Excerpted records
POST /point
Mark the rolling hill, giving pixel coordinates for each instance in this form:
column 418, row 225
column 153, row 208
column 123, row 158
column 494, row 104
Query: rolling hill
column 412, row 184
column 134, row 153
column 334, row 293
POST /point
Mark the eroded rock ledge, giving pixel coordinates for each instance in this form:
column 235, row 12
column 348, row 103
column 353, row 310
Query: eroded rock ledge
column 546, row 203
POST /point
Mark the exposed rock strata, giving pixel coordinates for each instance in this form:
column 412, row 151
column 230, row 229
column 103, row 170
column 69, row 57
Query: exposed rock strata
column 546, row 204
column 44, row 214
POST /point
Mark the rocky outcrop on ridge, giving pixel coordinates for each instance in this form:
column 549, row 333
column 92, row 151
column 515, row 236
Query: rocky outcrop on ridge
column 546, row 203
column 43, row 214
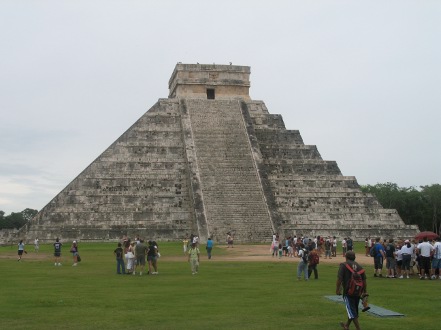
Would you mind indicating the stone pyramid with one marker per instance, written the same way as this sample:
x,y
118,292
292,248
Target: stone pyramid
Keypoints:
x,y
208,160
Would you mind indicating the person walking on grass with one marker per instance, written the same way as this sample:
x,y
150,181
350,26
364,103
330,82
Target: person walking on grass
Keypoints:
x,y
140,253
119,254
303,264
152,258
21,250
351,299
193,258
74,250
209,247
425,250
57,252
379,255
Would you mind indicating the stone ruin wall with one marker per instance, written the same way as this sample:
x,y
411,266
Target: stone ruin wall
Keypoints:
x,y
208,167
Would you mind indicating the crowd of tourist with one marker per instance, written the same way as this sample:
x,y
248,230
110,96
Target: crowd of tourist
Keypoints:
x,y
402,256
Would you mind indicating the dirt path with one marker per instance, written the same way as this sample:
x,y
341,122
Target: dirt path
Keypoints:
x,y
238,253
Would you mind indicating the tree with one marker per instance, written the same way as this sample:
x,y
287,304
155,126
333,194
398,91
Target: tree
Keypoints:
x,y
16,219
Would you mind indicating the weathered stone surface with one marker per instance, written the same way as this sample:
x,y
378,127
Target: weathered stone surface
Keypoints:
x,y
209,160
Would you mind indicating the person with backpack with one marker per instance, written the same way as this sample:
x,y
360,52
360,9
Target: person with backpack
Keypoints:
x,y
313,259
119,254
351,281
303,264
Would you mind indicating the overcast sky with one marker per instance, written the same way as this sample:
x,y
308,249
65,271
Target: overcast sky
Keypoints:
x,y
359,79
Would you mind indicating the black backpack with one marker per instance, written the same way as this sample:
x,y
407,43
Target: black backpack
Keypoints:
x,y
355,286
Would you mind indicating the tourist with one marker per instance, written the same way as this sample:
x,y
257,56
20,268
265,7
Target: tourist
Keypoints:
x,y
275,248
367,246
379,255
21,249
344,246
152,258
119,252
209,247
74,251
230,240
334,246
193,258
36,245
303,264
313,261
57,252
349,244
343,278
390,259
424,249
130,257
399,260
436,261
328,248
406,251
185,245
140,253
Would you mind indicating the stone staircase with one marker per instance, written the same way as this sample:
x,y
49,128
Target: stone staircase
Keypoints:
x,y
311,196
138,186
230,187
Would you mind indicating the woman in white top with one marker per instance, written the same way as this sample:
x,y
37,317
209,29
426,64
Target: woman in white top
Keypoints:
x,y
406,253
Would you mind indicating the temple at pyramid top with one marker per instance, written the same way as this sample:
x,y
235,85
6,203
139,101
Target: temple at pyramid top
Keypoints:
x,y
210,81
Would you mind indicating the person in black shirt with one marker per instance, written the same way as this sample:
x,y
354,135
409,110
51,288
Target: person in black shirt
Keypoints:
x,y
343,279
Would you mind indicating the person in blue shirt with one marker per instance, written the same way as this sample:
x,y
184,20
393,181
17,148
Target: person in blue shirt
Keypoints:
x,y
209,247
379,256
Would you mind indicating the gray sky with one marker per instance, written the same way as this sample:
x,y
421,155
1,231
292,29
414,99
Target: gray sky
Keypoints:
x,y
359,79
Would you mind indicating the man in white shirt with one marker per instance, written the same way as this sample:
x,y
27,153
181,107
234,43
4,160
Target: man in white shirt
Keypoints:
x,y
425,249
436,261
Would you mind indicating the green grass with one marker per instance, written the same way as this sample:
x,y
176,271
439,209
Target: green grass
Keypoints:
x,y
224,295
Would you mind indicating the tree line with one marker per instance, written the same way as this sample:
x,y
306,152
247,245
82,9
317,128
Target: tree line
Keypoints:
x,y
16,219
420,207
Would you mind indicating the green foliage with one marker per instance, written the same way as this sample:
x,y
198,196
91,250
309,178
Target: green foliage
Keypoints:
x,y
419,207
224,295
16,220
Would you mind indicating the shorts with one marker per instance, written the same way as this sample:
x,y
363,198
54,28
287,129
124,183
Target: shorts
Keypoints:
x,y
351,303
390,262
436,263
140,260
378,262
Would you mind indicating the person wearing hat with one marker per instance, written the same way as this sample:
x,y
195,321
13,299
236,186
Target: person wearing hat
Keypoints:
x,y
406,252
343,278
193,258
436,261
74,250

What you need to do
The response must give every line from the material above that holds the string "surface".

Your solution
Would you mind indicating the weathered stone surface with one marker per instance, written the same way as this sample:
Target: weathered stone surface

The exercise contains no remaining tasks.